**Exercise requirements**: Look over the lines below. Report each one that includes the string "left".
START Given records
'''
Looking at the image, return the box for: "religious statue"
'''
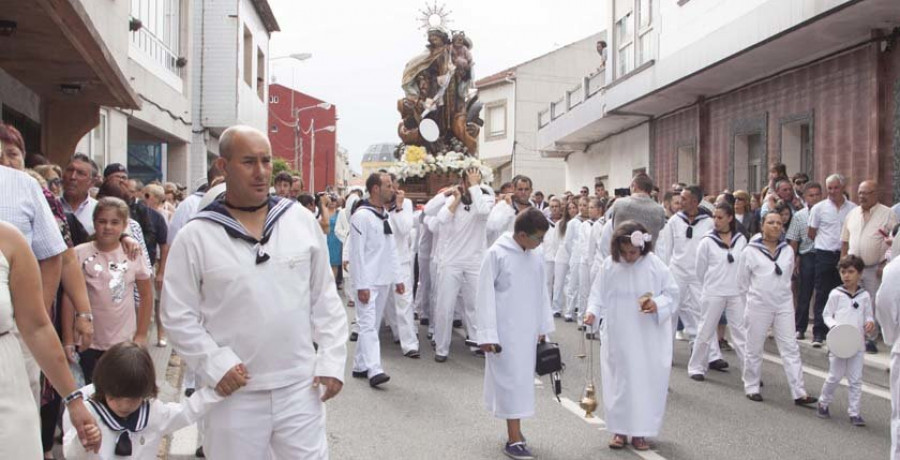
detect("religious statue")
[397,8,482,157]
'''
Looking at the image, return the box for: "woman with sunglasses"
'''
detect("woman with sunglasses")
[688,202,748,381]
[739,212,817,405]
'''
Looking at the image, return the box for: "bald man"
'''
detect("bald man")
[842,180,897,352]
[161,125,348,459]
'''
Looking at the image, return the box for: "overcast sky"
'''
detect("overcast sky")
[268,0,606,173]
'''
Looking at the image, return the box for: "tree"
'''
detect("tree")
[271,157,299,184]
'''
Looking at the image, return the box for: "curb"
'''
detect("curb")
[763,337,891,390]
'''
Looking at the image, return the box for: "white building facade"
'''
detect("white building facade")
[476,32,605,195]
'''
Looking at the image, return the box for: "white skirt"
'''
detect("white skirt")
[0,331,42,459]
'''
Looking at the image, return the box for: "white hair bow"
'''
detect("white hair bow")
[630,231,652,249]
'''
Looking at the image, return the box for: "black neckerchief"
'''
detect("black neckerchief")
[193,196,293,264]
[354,200,392,235]
[223,199,268,213]
[836,286,865,309]
[748,236,788,275]
[704,230,745,263]
[89,398,150,457]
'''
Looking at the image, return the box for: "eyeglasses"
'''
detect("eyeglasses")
[48,178,62,186]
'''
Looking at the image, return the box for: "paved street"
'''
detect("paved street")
[165,303,893,460]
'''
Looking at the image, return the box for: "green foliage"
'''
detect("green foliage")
[271,157,300,184]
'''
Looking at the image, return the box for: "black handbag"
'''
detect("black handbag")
[535,341,562,375]
[536,340,563,401]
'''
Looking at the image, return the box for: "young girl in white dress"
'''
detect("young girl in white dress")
[584,220,680,451]
[63,341,221,459]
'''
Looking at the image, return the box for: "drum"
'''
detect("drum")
[826,324,864,359]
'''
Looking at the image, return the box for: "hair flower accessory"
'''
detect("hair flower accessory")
[630,231,652,249]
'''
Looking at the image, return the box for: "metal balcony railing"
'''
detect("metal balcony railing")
[131,28,182,77]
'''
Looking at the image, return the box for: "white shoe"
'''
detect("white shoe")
[675,331,688,341]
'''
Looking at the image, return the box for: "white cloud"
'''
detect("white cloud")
[268,0,606,176]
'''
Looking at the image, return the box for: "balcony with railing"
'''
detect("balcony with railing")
[537,69,606,130]
[129,26,184,87]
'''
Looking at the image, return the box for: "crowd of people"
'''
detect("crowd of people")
[3,119,900,460]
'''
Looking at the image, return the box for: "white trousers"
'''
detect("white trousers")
[743,305,807,399]
[414,256,433,320]
[544,260,555,307]
[204,379,327,460]
[578,261,591,314]
[433,265,478,357]
[564,262,586,318]
[672,277,701,337]
[819,351,864,416]
[386,262,419,354]
[353,285,391,375]
[552,262,569,314]
[688,295,746,375]
[891,353,900,460]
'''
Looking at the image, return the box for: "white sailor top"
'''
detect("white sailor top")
[695,230,747,297]
[349,200,403,289]
[824,286,874,332]
[63,385,221,460]
[658,211,714,279]
[738,236,795,310]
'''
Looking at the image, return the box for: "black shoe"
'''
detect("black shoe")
[811,338,824,348]
[564,317,575,323]
[352,370,368,379]
[746,393,763,402]
[473,349,485,357]
[796,331,806,340]
[349,331,358,342]
[866,340,878,354]
[184,388,196,398]
[689,374,705,382]
[794,395,817,406]
[427,332,433,340]
[393,338,400,344]
[196,446,205,458]
[453,320,463,328]
[553,312,561,318]
[435,354,448,363]
[404,350,421,359]
[420,318,430,326]
[369,373,390,387]
[708,359,729,371]
[414,312,419,320]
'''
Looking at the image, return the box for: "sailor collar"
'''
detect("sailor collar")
[836,286,865,308]
[193,196,294,264]
[748,236,789,275]
[88,398,150,457]
[354,200,393,235]
[676,211,710,227]
[704,230,745,263]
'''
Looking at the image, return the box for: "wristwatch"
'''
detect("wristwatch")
[75,312,93,322]
[63,389,84,406]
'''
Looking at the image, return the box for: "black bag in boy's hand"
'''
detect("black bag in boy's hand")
[535,341,562,376]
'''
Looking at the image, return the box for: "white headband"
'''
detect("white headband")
[630,230,652,249]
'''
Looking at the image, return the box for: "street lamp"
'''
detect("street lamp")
[295,102,332,181]
[308,122,336,192]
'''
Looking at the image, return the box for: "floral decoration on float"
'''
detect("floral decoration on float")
[388,144,494,183]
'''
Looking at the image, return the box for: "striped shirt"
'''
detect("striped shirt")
[785,206,814,255]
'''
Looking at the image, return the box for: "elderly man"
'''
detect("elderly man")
[162,126,347,459]
[60,154,99,234]
[761,178,802,218]
[808,173,857,347]
[842,180,897,353]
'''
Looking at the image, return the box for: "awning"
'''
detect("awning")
[0,0,140,109]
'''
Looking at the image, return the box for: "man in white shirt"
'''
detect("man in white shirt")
[60,153,98,234]
[162,126,347,459]
[433,168,495,361]
[349,172,406,386]
[808,173,857,346]
[383,176,420,358]
[486,175,533,245]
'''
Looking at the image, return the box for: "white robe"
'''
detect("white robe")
[876,257,900,460]
[475,234,554,419]
[587,253,678,437]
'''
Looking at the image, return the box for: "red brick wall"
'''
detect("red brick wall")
[653,45,890,199]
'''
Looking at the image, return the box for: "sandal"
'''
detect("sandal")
[632,437,650,451]
[608,434,627,449]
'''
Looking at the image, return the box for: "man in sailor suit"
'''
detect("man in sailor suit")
[161,126,348,459]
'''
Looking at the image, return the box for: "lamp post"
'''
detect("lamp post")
[308,120,336,192]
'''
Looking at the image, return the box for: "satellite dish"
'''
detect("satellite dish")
[420,118,439,142]
[199,183,227,211]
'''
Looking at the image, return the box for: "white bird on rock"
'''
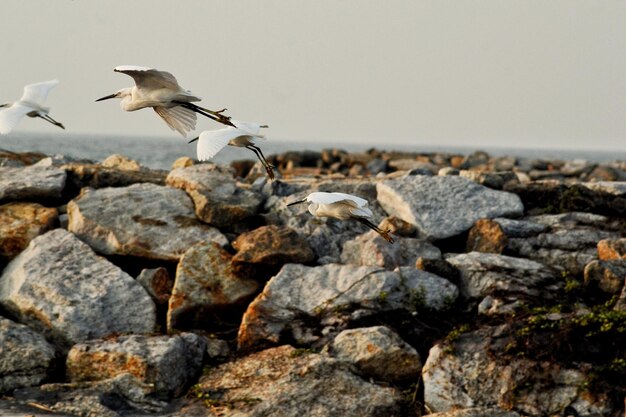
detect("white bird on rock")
[0,80,65,134]
[189,120,275,180]
[287,192,394,243]
[96,65,234,136]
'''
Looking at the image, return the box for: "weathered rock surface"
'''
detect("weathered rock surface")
[136,267,173,305]
[426,409,521,417]
[445,252,558,300]
[341,230,441,268]
[422,327,613,416]
[232,225,315,270]
[67,333,206,399]
[506,212,621,275]
[0,229,156,350]
[0,164,66,202]
[597,238,626,260]
[465,218,508,254]
[238,264,458,350]
[492,217,548,237]
[329,326,421,382]
[67,183,227,261]
[167,241,259,332]
[458,170,519,189]
[166,164,262,227]
[583,260,626,294]
[0,202,57,260]
[0,318,56,393]
[194,345,402,417]
[101,154,142,171]
[376,176,524,240]
[62,162,166,192]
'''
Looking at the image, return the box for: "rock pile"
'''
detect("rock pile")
[0,147,624,416]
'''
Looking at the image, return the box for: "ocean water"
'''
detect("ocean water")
[1,132,625,171]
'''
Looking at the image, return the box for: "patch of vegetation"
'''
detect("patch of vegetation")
[290,347,315,358]
[442,323,471,354]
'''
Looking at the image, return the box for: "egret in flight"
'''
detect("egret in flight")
[0,80,65,134]
[96,66,234,136]
[190,120,275,180]
[287,192,394,243]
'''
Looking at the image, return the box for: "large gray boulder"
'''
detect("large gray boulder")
[67,333,206,399]
[0,318,56,393]
[0,164,66,202]
[329,326,422,382]
[166,164,262,227]
[422,327,613,416]
[376,175,524,240]
[167,241,259,332]
[238,264,458,350]
[341,230,441,268]
[445,252,558,300]
[67,183,227,261]
[0,229,156,350]
[194,345,402,417]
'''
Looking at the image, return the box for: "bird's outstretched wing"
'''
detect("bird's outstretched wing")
[114,66,183,91]
[20,80,60,105]
[231,120,266,135]
[308,192,369,208]
[196,127,244,161]
[0,104,32,134]
[153,106,197,136]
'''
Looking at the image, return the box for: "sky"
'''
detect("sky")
[1,0,625,151]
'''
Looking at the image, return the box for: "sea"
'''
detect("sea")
[1,132,625,171]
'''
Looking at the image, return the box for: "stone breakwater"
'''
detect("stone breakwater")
[0,147,624,417]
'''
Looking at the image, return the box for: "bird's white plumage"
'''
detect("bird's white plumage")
[196,120,266,161]
[19,80,60,105]
[0,105,32,134]
[306,192,369,208]
[114,66,184,92]
[154,106,197,136]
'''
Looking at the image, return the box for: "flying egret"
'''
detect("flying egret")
[0,80,65,134]
[96,65,235,136]
[287,192,394,243]
[190,120,275,180]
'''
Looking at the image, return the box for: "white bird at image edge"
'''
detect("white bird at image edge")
[0,80,65,134]
[193,120,275,179]
[287,192,394,243]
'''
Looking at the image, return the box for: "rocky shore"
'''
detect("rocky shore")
[0,147,624,417]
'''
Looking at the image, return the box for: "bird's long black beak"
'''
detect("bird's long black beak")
[287,199,307,207]
[95,93,117,102]
[188,136,199,144]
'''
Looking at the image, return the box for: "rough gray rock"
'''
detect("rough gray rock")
[0,318,56,393]
[340,230,441,268]
[167,241,259,332]
[194,345,402,417]
[329,326,421,382]
[67,333,206,399]
[62,161,167,191]
[445,252,558,300]
[376,176,524,240]
[422,327,613,416]
[506,212,620,275]
[238,264,458,350]
[458,170,519,189]
[136,267,173,305]
[166,164,262,227]
[67,183,227,261]
[492,217,548,238]
[0,165,66,202]
[0,229,156,350]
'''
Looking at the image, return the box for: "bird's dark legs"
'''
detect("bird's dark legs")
[245,145,275,180]
[39,114,65,130]
[175,101,235,128]
[356,218,394,243]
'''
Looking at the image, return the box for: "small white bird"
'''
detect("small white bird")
[96,65,234,136]
[189,120,275,180]
[287,192,394,243]
[0,80,65,134]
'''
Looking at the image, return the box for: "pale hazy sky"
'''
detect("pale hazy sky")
[2,0,625,151]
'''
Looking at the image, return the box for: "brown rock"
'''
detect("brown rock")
[101,154,141,171]
[167,241,259,332]
[232,225,315,271]
[378,216,416,237]
[136,267,174,305]
[63,162,166,190]
[171,156,195,170]
[466,218,508,254]
[0,202,57,260]
[597,238,626,261]
[583,260,626,294]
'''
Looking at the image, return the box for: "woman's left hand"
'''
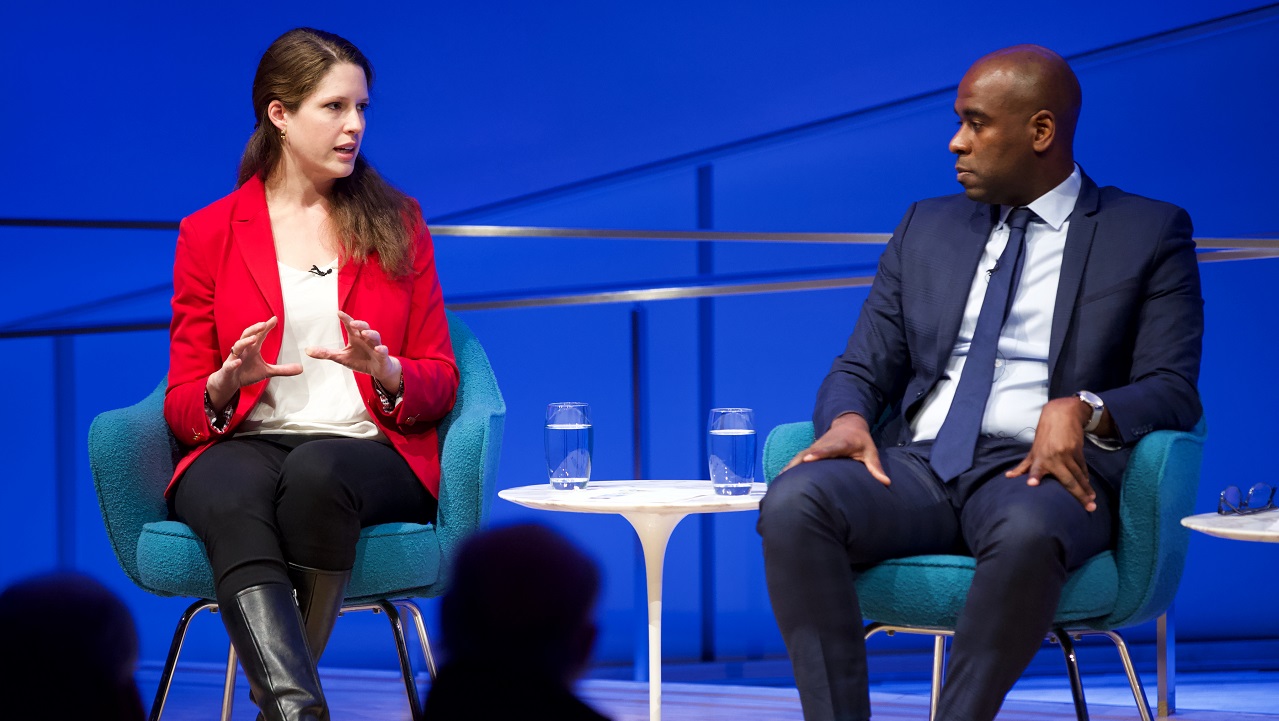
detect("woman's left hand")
END Given records
**Output of the exercise**:
Looking at the image, return the box for: "woman's left hand"
detect("woman's left hand")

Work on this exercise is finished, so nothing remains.